DIRECTIONS FOR THIS TASK -> Lines before the one containing "track in the photo above." are excluded; retype that line and all remaining lines of the material exactly.

EXERCISE INPUT ->
#####
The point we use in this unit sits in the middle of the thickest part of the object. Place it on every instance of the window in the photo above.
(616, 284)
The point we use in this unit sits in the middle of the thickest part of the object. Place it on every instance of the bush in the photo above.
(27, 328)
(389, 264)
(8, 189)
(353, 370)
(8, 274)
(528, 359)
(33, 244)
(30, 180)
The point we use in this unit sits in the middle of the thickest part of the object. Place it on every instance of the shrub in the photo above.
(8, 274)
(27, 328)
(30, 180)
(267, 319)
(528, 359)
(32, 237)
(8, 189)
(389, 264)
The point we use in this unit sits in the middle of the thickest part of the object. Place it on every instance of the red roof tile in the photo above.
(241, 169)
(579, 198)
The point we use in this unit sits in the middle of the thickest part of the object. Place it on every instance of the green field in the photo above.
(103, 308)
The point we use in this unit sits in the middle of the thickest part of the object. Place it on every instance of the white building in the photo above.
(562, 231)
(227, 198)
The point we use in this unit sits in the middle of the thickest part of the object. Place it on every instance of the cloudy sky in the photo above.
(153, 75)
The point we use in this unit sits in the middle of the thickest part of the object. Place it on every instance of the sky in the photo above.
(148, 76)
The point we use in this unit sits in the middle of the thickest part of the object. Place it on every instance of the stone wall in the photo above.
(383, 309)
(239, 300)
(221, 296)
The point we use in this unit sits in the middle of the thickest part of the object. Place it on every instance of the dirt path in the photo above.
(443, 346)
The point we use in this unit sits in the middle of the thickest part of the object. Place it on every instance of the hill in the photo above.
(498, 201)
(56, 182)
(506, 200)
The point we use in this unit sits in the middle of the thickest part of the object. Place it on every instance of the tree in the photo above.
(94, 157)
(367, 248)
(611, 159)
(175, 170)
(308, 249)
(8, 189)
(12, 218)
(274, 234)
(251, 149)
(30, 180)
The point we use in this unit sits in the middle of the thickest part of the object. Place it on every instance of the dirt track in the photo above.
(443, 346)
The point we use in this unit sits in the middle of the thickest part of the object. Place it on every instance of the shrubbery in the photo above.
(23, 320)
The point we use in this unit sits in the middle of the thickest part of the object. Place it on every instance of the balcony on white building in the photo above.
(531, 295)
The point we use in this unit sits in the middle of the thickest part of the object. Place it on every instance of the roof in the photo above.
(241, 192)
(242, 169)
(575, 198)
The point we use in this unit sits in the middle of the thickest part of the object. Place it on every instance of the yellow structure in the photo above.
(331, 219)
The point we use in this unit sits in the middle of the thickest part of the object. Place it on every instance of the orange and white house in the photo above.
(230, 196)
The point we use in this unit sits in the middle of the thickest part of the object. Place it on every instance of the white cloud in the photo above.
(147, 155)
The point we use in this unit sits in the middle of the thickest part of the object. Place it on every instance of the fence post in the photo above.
#####
OUTPUT BELOW ->
The point we use in this unit sits in the middle of the thickest part of the object. Place it on every instance of the dirt track in the photo above.
(443, 346)
The point we use in this unit sits in the middle of the thickest part of the object. Place it on every instance of the shrubbery in the photo above.
(23, 320)
The point we use in this unit sits in the middle of the thickest part of the object. Place it on every instance of the balcony on white building in the photo above.
(531, 295)
The point we use in this unit sits in the middle of the thickest part of the object. Place it on every instance of the roof in the photo above.
(241, 192)
(242, 169)
(575, 198)
The point we use in this unit sits in the middle of the thickest part of the object. Place it on every instance of the yellow structure in the photo above.
(331, 219)
The point we use in this unit sits in the middle of the thickest part of the object. Place it on every instance of the orange and white house in the photo above.
(230, 196)
The point we use in this unit sits in the middle of the thickest part of the object. Place it on every instance of the white cloud in the photo above.
(147, 155)
The point we use in this unit sits in the middle of the thickest part of the object. Place it on every instance of the fence post in the photo above.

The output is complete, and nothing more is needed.